*** TEXT FOR ANALYSIS

The goal of this semi-annual event is to impact Louisville and the surrounding area with the Gospel of Jesus Christ, while offering help and encouragement to local churches.
Tom Bohnert, assistant to the director of the Great Commission Center at Southern Seminary, noted that in addition to helping local churches, students gain valuable practical experience.
"When 15 students show up to help local churches go door-to-door in the community it serves as a great encouragement to them," he said. "Reaching Out also provides an opportunity for students to practice the skills and techniques they are taught in class."
Students worked with Carlisle Avenue Baptist and New Heights Baptist, doing evangelistic surveying and canvassing in the neighborhoods surrounding those churches. Other students combined with First Gethsemane Baptist to reach out to the University of Louisville campus and nearby neighborhoods. The students had several unique encounters.

******
*** SOURCE MATERIAL

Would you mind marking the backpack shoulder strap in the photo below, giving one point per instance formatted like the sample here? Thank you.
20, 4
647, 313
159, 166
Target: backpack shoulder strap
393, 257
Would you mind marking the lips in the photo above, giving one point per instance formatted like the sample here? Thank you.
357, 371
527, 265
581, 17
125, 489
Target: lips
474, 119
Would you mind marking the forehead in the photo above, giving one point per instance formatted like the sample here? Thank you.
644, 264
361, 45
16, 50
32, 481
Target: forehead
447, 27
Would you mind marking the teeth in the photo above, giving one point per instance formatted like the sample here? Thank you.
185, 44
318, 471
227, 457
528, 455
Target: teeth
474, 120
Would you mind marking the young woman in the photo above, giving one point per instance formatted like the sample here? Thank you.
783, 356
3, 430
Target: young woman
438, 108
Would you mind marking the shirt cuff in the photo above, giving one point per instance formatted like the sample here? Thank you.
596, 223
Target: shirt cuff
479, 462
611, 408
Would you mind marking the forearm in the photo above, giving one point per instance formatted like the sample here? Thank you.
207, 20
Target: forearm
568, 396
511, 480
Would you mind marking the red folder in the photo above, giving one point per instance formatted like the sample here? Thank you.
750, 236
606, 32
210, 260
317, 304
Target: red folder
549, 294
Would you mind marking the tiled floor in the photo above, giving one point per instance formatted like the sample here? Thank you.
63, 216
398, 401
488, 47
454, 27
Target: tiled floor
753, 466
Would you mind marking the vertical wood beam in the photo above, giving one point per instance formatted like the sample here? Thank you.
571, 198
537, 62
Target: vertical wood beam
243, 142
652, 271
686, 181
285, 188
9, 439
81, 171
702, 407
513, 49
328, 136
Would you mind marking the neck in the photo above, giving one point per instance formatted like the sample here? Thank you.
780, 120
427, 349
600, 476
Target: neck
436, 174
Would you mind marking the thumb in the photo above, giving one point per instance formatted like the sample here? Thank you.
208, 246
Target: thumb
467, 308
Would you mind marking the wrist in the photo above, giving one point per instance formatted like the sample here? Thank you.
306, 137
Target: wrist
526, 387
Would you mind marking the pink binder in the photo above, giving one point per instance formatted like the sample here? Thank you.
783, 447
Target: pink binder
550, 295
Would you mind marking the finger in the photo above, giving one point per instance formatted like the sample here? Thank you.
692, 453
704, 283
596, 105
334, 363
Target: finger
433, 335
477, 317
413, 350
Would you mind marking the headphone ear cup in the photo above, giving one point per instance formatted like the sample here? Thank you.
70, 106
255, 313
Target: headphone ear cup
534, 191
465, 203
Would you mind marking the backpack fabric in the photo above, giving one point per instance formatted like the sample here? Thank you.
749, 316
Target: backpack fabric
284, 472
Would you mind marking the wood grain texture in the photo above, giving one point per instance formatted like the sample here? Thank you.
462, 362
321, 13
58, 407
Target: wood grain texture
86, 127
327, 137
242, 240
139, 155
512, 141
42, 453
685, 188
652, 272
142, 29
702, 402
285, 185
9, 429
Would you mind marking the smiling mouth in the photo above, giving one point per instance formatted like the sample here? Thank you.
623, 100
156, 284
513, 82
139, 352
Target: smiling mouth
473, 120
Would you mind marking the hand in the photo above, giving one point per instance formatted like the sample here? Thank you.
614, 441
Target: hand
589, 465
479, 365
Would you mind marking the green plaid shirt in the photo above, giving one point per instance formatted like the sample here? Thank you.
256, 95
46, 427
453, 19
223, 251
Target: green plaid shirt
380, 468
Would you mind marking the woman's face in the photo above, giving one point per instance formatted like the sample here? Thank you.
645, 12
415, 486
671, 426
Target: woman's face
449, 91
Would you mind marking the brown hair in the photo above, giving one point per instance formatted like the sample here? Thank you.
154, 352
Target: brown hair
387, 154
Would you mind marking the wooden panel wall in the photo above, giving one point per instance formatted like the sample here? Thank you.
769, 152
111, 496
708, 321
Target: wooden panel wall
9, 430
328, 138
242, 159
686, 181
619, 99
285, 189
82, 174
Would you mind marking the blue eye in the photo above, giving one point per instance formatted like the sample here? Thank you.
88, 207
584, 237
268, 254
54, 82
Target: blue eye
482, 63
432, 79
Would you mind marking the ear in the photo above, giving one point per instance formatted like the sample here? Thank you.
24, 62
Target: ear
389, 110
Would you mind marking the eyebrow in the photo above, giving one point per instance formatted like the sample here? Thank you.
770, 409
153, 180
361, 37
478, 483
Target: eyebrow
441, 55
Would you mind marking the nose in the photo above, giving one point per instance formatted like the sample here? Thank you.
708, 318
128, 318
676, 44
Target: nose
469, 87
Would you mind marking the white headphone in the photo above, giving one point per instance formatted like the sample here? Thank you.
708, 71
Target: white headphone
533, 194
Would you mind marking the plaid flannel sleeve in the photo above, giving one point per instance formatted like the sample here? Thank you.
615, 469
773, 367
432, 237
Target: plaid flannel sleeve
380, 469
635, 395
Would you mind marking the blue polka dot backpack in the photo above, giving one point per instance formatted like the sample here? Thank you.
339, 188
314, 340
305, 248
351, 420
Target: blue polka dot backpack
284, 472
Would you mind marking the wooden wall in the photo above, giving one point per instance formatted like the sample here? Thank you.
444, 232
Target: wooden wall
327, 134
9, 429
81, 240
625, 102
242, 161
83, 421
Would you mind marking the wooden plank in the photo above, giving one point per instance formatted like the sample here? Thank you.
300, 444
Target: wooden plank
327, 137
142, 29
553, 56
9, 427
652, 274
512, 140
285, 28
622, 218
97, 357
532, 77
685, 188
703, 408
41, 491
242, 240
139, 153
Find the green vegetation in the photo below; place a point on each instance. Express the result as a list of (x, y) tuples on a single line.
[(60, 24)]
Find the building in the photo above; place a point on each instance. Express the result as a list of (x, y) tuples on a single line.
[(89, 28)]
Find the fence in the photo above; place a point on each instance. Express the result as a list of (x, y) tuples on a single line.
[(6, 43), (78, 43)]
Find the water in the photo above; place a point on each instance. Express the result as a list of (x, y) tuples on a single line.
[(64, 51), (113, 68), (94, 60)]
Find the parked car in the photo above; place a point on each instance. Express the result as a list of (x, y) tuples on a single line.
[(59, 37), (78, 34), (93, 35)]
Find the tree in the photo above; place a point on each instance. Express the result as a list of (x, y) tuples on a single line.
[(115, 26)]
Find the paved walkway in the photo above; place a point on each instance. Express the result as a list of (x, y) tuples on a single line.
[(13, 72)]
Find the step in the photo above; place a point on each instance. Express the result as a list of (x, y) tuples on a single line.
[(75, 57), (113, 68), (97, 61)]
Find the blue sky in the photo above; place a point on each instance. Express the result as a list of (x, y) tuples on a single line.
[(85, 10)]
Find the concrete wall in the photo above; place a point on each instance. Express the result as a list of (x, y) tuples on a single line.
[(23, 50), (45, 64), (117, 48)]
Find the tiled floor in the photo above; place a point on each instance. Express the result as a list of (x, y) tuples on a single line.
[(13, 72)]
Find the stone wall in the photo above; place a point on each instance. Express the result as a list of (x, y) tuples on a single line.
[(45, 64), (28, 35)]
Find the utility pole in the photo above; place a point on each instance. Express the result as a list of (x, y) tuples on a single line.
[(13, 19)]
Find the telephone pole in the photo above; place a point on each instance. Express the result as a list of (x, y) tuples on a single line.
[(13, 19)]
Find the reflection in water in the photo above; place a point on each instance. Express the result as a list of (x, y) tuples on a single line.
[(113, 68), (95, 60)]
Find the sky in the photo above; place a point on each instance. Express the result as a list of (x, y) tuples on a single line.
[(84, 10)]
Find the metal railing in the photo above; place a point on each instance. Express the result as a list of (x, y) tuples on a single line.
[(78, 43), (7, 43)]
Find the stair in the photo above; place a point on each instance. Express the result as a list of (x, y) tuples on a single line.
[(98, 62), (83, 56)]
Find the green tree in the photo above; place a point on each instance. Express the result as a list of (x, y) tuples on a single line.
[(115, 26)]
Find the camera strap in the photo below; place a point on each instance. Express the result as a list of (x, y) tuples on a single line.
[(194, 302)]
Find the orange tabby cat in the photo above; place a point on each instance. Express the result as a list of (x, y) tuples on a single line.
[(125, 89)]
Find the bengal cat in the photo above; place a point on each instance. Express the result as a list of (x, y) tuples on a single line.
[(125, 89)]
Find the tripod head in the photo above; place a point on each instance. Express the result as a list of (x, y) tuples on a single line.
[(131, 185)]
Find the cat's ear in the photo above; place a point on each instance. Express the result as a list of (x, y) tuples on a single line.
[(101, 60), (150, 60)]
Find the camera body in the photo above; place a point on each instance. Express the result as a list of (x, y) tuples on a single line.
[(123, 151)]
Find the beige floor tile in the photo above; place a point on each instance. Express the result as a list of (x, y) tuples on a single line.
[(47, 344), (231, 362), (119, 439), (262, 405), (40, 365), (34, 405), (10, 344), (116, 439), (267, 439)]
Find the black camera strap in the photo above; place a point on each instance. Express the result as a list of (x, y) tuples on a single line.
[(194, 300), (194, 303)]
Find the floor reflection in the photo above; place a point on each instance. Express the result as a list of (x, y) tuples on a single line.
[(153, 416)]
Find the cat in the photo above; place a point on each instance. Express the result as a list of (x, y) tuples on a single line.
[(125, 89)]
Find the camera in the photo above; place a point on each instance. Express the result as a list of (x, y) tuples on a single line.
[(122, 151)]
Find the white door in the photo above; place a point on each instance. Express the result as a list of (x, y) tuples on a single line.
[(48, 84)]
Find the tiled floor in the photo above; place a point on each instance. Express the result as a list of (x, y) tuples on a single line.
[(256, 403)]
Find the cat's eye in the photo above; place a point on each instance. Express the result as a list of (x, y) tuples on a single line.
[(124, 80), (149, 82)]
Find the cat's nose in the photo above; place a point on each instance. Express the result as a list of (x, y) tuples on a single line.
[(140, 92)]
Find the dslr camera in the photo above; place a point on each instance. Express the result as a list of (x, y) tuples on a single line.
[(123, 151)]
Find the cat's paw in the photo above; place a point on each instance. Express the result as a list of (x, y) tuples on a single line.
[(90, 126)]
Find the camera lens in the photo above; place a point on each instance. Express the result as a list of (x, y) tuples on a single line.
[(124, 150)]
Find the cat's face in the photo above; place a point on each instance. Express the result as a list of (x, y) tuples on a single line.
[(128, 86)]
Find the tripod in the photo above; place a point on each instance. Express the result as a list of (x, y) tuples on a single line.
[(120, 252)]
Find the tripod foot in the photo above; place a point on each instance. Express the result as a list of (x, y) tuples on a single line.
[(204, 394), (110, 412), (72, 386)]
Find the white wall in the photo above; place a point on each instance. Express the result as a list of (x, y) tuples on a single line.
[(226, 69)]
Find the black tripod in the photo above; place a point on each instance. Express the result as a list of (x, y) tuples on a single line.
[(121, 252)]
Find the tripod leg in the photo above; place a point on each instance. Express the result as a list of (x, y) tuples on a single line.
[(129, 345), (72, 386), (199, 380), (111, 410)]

******

**WHAT TO DO**: According to the text about the Reaching Out evangelism event, how do the participating students themselves benefit? Answer in one to three sentences.

**SOLVED EXERCISE**: The students gain valuable practical experience. Reaching Out gives them an opportunity to practice the skills and techniques they are taught in class.